PROVIDED PASSAGE:
Crystalline Pottery: Fired ceramics characterized by the presence of visible zinc-silicate crystals in a ceramic glaze. The crystals are grown to various sizes and number of rings during specific
firing ramps.

Doping: The absorption of color centers (pigment atoms) as a zinc-silicate crystal grows, in which the absorbed pigments then color the entire crystal. 

Leaching: The process of heavy metals being pulled from the surface of a glaze over time, or being preferentially pulled out of a glaze for a color change. 

Crystalline Surfaces

Crystalline pottery is surprisingly old. There were zinc-silicate crystals on pots in the Art Nouveau era of France—over 100 years ago. With that said, in their freshly-fired states, most crystals are low-contrast compared to their backgrounds: rutile makes gold crystals on a white background, copper carbonate or oxide makes green on green, cobalt makes blue on blue, and so forth. Most silver crystals, however, are actually made from acid-etching the colorants out of the crystals that grow on the surface. 

Ceramic crystals are the result of a solid-state chemical reaction that takes place at a very high temperature. Most of the time, a crystalline glaze is 25% silica and 25% zinc oxide—in nearly 1:1 ratios of one another. This allows for the formation of zinc-silicate crystals, which grow between about 2000–1400ºF (1093 and 760ºC). In doing so, they pick up whatever pigment metal atoms happen to be around the glaze. This process is called color doping. Cobalt atoms make crystals blue, copper atoms make them green, rutile crystals (as this is a titania crystal, not an atom) make them gold, etc. The pigments sit in the zinc-silicate crystalline structure, which would otherwise just appear silver.

1 A crystalline mug acid-etched, neutralized, and then boiled in water to remove any excess salts left behind from the processes. 2 A crystalline mug in which cobalt was removed from the crystals through acid etching, base neutralization, and boiling in water to remove any unwanted salts.

Crystals also break up the surface of the glaze, making them porous and good candidates for leaching. The release of heavy metals can be hazardous. For example, a glaze with an orange background with blue crystals is likely to contain nickel, which is a carcinogen. The glaze will contain open spots on the crystals, where nickel could leach out of the surface, such that this type of glaze should not be used on a surface that comes into contact with food. However, on the other side of that coin is the opportunity to force leaching as much as possible to either change the crystal color or remove hazardous materials that could possibly be leached out later (1). Since crystalline glaze surfaces are a prime candidate for leaching, they can also easily be taken advantage of for changing crystal color—by removing the dopants picked up during firing. That means that the low contrast of blue background and blue crystals for cobalt can become blue background and silver crystals (2), for example.

TASK 1: According to the crystalline pottery text, which metal is a glaze with an orange background and blue crystals likely to contain?
TASK 2: Reproduce the records word for word, starting at the line with "Find the wet" and continuing through the last line of the records, both included.
The records have no connection to the crystalline pottery text.

DATASET RECORDS:
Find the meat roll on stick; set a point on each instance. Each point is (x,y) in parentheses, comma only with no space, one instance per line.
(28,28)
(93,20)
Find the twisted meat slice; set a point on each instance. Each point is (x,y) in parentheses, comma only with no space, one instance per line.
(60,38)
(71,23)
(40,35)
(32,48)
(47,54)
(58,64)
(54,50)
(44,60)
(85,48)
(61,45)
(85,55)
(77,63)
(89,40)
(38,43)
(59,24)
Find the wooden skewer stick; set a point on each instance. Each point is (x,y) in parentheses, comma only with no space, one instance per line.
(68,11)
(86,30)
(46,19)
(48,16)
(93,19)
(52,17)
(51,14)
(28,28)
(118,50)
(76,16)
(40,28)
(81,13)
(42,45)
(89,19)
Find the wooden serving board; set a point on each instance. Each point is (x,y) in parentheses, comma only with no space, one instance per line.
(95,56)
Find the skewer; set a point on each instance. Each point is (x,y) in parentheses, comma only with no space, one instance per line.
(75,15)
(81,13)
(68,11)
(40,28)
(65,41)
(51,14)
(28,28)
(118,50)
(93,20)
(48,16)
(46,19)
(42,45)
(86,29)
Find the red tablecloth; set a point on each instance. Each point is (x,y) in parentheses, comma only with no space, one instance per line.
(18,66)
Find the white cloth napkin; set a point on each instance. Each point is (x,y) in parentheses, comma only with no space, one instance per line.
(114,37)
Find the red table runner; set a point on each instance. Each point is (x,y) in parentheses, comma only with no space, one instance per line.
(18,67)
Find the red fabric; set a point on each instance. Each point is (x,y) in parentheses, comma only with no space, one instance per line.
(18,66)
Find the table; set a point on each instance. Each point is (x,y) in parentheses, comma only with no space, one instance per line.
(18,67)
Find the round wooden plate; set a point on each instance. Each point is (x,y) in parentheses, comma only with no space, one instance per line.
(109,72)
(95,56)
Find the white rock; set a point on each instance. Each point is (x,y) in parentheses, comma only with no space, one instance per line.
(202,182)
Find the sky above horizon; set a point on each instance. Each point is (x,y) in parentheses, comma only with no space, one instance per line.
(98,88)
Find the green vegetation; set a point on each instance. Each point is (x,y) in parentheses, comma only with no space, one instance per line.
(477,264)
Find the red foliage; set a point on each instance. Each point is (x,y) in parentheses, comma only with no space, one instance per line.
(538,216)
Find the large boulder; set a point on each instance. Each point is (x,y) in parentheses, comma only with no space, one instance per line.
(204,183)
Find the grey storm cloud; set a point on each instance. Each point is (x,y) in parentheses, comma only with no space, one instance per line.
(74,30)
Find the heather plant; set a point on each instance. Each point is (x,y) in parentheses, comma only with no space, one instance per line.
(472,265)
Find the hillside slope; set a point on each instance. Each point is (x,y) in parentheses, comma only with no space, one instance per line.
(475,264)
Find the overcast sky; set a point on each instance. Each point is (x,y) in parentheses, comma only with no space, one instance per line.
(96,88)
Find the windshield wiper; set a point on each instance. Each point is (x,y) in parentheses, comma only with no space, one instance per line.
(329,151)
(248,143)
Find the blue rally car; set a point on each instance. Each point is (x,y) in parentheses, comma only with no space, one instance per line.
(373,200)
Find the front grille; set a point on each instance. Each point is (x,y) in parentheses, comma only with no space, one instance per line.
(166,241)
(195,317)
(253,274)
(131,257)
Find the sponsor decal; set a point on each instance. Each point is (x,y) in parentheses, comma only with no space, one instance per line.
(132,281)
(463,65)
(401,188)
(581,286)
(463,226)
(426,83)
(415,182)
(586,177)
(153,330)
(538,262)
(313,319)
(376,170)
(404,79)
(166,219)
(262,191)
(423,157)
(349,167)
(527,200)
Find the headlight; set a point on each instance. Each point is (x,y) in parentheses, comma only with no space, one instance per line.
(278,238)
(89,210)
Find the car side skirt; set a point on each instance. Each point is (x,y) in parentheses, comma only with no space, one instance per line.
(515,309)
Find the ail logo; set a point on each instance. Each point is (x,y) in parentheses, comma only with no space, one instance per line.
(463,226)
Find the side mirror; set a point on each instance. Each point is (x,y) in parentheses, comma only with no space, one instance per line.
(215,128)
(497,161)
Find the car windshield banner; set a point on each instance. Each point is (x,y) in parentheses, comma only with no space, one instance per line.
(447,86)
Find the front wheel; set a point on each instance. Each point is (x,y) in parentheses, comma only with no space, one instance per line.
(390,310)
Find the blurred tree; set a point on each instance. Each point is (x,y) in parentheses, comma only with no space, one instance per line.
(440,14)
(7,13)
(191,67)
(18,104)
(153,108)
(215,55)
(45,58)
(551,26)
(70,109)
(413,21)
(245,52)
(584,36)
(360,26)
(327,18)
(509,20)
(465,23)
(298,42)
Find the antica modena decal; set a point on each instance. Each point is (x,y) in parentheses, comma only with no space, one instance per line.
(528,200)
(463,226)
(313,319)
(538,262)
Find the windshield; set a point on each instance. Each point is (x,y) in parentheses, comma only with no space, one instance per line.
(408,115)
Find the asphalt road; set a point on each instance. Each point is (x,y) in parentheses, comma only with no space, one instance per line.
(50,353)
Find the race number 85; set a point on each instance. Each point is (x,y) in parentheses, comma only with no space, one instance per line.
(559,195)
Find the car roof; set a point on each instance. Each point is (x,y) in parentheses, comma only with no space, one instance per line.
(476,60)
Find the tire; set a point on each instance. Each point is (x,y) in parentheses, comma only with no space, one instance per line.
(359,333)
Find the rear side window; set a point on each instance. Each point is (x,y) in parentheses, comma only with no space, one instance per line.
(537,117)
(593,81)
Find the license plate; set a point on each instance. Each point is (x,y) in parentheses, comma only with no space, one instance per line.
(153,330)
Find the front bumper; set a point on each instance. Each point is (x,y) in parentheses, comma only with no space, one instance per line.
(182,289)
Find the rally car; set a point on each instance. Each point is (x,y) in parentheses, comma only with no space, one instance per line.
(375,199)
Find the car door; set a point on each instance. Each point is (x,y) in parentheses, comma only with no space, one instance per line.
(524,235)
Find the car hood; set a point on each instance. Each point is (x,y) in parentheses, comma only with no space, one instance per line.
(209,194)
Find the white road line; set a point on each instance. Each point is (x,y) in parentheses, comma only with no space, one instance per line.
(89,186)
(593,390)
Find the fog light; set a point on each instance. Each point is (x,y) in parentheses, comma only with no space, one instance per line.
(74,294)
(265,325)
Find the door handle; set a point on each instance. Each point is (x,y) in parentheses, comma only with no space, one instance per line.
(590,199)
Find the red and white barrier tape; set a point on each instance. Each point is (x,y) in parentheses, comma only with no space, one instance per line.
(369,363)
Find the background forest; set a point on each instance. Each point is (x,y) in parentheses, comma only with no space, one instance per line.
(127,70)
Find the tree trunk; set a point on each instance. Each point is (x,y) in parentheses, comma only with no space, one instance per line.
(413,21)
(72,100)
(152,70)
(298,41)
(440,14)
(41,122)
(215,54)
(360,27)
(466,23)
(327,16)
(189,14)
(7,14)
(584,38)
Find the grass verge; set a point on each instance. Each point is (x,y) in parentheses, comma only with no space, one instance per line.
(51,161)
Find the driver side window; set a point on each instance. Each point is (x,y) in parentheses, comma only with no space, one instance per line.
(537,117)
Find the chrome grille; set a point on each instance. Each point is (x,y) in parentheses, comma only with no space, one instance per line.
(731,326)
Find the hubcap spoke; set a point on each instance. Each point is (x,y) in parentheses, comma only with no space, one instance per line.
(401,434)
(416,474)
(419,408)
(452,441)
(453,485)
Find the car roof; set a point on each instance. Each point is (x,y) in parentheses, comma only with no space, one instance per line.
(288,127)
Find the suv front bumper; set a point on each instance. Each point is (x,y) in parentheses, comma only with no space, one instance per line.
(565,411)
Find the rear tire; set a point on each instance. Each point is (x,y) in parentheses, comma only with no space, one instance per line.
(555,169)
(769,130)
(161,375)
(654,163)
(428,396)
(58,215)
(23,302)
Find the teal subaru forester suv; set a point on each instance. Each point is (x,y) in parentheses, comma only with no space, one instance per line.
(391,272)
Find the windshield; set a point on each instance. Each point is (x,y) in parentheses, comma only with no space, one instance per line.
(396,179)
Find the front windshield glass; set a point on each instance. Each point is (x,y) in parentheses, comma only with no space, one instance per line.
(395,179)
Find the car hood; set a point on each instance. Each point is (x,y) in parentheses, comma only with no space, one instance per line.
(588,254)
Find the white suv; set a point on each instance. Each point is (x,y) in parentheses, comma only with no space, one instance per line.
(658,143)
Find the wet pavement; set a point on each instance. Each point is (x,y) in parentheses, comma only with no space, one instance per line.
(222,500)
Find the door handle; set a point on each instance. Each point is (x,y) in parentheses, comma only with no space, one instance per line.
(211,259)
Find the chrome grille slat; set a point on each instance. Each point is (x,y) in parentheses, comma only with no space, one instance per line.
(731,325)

TASK ANSWER 1: Nickel

TASK ANSWER 2:
Find the wet pavement; set a point on each instance. Each point is (x,y) in parentheses, comma only with no space, one instance per line.
(222,500)
Find the door handle; set a point on each instance. Each point is (x,y) in parentheses, comma only with no space, one instance per line.
(211,259)
Find the chrome grille slat; set a point on each instance. Each point is (x,y) in parentheses, comma only with no space, one instance per line.
(731,325)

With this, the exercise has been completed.